*** Listed records ***

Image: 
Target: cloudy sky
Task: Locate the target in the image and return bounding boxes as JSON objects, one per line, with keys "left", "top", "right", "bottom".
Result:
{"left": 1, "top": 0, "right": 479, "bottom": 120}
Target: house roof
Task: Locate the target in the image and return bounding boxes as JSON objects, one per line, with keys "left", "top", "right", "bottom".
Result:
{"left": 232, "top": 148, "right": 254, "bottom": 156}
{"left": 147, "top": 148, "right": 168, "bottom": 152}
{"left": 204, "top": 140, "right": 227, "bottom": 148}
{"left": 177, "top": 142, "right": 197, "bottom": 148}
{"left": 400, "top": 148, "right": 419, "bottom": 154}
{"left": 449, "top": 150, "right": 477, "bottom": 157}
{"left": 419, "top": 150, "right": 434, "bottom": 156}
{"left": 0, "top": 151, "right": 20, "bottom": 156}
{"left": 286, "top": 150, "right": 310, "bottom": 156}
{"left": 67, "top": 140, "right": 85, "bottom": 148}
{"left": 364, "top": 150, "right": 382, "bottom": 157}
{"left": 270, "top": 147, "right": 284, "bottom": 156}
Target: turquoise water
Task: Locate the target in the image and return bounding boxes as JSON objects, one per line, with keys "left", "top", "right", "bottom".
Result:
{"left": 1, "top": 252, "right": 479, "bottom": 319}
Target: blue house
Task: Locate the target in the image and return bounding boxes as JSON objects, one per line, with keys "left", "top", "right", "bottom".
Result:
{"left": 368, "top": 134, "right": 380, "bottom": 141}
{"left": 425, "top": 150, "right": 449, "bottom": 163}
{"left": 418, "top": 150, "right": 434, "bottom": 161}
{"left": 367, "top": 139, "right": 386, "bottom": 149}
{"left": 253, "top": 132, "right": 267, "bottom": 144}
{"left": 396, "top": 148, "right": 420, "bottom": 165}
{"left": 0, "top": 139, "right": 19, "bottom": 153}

*** End of Listed records ***

Task:
Your reply should hold all the entries, each repeated without a single change.

Written response:
Image: 
Target: cloudy sky
Task: Locate the target in the image and return bounding boxes as JSON objects, one per line, with keys "left", "top", "right", "bottom".
Result:
{"left": 1, "top": 0, "right": 479, "bottom": 120}
Target: house roof
Task: Locate the target in the image and return bounding boxes as JSON objects, one per line, with keys "left", "top", "right", "bottom".
Result:
{"left": 232, "top": 148, "right": 254, "bottom": 156}
{"left": 147, "top": 148, "right": 168, "bottom": 152}
{"left": 204, "top": 140, "right": 227, "bottom": 148}
{"left": 177, "top": 142, "right": 197, "bottom": 148}
{"left": 400, "top": 148, "right": 419, "bottom": 154}
{"left": 449, "top": 150, "right": 477, "bottom": 157}
{"left": 419, "top": 150, "right": 434, "bottom": 156}
{"left": 0, "top": 151, "right": 20, "bottom": 156}
{"left": 286, "top": 150, "right": 310, "bottom": 156}
{"left": 67, "top": 140, "right": 85, "bottom": 148}
{"left": 364, "top": 150, "right": 382, "bottom": 157}
{"left": 270, "top": 147, "right": 284, "bottom": 156}
Target: turquoise water
Task: Locate the target in the image and return bounding boxes as JSON objects, one per line, with keys "left", "top", "right", "bottom".
Result:
{"left": 1, "top": 252, "right": 479, "bottom": 319}
Target: blue house
Task: Locate the target in the image and return bounding boxes as JSON objects, one per line, with keys "left", "top", "right", "bottom".
Result:
{"left": 368, "top": 134, "right": 380, "bottom": 141}
{"left": 425, "top": 150, "right": 449, "bottom": 163}
{"left": 418, "top": 150, "right": 434, "bottom": 161}
{"left": 367, "top": 139, "right": 386, "bottom": 149}
{"left": 253, "top": 132, "right": 267, "bottom": 144}
{"left": 396, "top": 148, "right": 420, "bottom": 165}
{"left": 0, "top": 139, "right": 19, "bottom": 153}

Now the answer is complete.